| Exercise instructions |
Copy out the following homebuyer loan advice word for word, from its first sentence to its last.

Now, this is the biggest mistake that I see potential homebuyers make. They go shopping for a home before knowing how much they can afford. That’s like getting to the checkout line at the grocery store and not having any money to pay for all the groceries in the car. Before you go shopping for a home, find out if you qualify and how much you qualify for. And remember there are income requirements for buying a house, especially after the great sub-prime real estate crash in 2008-2009.
2. What type of loan is really best for me?
Did you know there’s literally hundreds of loan programs out there? It’s crucial to know which one is the best fit for your personal needs. And frankly, it really depends upon your own personal financial situation. Just like a doctor wouldn’t prescribe medication before examining your condition, great lenders will try to get to know more about you before they start throwing out all these different loan options.
So have them thoroughly explain the difference between a 30-year loan, a 15-year loan, a conventional loan, an FHA loan, a VA loan (if you qualify for it), fixed rate, adjustable, and ask them if they participate in any first time homebuyer programs. And did you know there’s loan programs out there for school teachers and frontline responders? There’s all kinds of different loan programs out there. So make sure that you ask your lender what type of loan is best for you.
3. What is my interest rate going to be?

Region pointing data
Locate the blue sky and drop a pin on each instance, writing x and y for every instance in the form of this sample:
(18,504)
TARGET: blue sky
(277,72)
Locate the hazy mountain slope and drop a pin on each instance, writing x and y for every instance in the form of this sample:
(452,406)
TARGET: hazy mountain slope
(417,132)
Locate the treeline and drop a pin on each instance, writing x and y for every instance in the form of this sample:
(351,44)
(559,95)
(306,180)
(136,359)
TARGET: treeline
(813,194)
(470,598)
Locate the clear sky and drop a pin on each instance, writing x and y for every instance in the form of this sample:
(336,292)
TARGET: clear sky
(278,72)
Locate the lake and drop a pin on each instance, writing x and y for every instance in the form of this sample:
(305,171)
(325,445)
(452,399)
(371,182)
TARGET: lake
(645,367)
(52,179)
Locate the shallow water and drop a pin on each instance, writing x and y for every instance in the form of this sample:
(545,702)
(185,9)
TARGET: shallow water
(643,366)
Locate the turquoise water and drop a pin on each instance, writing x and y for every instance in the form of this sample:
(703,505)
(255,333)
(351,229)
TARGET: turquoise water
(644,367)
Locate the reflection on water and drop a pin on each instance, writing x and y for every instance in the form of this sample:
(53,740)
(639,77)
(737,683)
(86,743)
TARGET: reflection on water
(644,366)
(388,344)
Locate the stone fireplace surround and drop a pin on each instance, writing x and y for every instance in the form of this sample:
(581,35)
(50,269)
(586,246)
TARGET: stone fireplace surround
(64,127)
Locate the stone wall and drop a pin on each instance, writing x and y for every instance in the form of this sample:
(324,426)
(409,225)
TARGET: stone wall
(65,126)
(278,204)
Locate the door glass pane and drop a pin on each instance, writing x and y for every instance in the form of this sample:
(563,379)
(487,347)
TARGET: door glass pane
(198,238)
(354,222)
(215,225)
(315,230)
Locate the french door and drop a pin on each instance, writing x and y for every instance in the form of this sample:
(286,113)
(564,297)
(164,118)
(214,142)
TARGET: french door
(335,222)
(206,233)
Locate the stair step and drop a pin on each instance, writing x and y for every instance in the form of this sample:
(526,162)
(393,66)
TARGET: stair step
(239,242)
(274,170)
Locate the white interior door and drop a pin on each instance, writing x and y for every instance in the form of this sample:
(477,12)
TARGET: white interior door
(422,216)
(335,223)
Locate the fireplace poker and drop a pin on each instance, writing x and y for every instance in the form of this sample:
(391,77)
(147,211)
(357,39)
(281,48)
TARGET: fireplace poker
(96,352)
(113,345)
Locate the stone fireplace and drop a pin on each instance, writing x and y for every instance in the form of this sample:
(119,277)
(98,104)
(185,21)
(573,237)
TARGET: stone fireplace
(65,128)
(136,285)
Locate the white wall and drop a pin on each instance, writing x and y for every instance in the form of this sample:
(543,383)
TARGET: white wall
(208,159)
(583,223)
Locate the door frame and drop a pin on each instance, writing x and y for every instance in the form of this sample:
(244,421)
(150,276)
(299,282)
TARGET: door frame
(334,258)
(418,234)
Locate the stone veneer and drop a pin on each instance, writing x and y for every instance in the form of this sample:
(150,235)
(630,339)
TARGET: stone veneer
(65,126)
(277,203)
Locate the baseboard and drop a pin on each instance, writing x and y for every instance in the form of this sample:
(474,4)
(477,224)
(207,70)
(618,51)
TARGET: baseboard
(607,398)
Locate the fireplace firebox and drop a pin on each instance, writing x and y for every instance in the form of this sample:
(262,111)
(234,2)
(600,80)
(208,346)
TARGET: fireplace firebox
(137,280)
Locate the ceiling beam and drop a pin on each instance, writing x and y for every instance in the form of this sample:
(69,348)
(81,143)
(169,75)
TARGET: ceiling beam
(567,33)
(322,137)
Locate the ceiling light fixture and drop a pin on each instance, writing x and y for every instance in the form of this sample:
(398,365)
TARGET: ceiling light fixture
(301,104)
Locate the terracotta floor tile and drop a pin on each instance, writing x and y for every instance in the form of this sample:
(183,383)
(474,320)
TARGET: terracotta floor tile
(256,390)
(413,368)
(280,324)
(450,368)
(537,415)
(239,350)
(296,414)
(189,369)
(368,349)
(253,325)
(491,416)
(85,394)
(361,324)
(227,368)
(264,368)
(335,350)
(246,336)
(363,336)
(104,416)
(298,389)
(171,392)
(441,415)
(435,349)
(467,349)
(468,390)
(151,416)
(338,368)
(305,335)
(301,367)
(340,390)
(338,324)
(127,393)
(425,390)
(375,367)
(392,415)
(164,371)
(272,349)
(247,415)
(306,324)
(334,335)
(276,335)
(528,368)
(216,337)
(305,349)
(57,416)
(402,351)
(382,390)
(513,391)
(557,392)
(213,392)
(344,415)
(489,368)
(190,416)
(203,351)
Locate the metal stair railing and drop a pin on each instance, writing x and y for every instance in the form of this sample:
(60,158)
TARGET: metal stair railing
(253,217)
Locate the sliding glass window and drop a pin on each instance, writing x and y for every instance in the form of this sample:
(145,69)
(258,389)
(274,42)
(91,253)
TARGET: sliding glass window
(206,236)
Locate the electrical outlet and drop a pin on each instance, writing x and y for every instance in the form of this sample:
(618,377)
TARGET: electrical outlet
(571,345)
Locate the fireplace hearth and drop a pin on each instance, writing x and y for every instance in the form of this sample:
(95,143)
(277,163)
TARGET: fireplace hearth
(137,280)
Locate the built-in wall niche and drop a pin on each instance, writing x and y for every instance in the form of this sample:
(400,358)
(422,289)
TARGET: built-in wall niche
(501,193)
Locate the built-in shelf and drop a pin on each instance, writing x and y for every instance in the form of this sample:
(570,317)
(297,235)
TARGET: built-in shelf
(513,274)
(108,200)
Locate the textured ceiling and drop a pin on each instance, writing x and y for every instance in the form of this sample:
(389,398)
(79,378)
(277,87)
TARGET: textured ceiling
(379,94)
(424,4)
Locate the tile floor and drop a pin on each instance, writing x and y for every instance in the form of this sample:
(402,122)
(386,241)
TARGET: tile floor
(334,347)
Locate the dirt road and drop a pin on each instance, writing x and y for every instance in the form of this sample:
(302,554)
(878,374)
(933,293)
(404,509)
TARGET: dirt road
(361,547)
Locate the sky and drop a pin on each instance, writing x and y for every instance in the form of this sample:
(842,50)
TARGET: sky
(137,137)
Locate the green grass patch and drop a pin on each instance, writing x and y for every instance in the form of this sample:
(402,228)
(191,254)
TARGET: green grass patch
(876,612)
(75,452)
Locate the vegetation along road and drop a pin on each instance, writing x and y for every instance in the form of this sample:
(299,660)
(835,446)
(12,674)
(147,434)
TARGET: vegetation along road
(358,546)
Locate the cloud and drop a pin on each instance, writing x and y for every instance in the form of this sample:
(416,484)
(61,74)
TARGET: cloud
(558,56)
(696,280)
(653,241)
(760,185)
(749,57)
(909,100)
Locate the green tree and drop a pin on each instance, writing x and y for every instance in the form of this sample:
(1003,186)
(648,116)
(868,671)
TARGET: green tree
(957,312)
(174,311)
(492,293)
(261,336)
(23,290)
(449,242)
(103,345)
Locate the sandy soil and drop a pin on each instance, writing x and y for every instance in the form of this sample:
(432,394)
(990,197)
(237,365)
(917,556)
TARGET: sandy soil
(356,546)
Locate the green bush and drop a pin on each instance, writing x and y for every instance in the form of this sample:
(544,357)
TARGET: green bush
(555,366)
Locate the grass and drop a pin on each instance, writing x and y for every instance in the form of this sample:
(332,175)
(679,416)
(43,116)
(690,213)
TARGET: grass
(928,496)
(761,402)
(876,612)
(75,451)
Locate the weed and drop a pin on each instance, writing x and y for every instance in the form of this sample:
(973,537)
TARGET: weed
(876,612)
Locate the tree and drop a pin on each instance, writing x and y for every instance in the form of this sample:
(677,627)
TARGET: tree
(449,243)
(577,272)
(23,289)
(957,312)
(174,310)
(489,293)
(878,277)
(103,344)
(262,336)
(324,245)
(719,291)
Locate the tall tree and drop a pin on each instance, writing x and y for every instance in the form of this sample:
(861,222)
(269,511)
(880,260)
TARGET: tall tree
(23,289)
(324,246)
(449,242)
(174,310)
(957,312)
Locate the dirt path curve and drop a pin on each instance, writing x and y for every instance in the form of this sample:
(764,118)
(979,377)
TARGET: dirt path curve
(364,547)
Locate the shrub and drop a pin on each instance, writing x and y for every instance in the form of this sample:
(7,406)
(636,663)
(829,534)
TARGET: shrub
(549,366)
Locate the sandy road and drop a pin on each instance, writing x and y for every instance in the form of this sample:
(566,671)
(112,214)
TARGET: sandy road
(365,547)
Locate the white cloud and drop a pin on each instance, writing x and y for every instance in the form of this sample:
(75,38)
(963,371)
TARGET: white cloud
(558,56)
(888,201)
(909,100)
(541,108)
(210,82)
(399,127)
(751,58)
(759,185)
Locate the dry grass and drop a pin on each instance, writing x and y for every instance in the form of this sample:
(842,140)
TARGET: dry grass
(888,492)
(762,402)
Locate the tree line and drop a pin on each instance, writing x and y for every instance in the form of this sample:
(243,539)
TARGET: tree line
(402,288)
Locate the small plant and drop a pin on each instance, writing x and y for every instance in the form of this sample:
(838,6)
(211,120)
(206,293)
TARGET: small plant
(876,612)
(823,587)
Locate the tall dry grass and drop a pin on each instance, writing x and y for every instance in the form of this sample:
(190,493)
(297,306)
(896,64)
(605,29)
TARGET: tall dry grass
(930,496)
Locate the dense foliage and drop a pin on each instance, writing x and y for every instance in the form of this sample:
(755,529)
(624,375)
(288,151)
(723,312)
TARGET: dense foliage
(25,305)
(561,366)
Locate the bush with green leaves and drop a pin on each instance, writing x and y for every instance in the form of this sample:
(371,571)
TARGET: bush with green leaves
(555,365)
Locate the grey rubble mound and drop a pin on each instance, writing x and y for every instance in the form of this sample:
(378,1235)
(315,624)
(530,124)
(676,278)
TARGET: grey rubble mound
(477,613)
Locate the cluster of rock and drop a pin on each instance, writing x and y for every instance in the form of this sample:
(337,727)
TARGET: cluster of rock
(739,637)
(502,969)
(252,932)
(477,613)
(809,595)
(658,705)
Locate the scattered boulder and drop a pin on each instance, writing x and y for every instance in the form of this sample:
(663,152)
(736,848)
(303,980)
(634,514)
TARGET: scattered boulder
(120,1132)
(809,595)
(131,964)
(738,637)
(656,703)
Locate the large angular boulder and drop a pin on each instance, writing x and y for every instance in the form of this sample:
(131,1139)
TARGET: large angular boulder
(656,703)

| Solution to the exercise |
Now, this is the biggest mistake that I see potential homebuyers make. They go shopping for a home before knowing how much they can afford. That’s like getting to the checkout line at the grocery store and not having any money to pay for all the groceries in the car. Before you go shopping for a home, find out if you qualify and how much you qualify for. And remember there are income requirements for buying a house, especially after the great sub-prime real estate crash in 2008-2009.
2. What type of loan is really best for me?
Did you know there’s literally hundreds of loan programs out there? It’s crucial to know which one is the best fit for your personal needs. And frankly, it really depends upon your own personal financial situation. Just like a doctor wouldn’t prescribe medication before examining your condition, great lenders will try to get to know more about you before they start throwing out all these different loan options.
So have them thoroughly explain the difference between a 30-year loan, a 15-year loan, a conventional loan, an FHA loan, a VA loan (if you qualify for it), fixed rate, adjustable, and ask them if they participate in any first time homebuyer programs. And did you know there’s loan programs out there for school teachers and frontline responders? There’s all kinds of different loan programs out there. So make sure that you ask your lender what type of loan is best for you.
3. What is my interest rate going to be?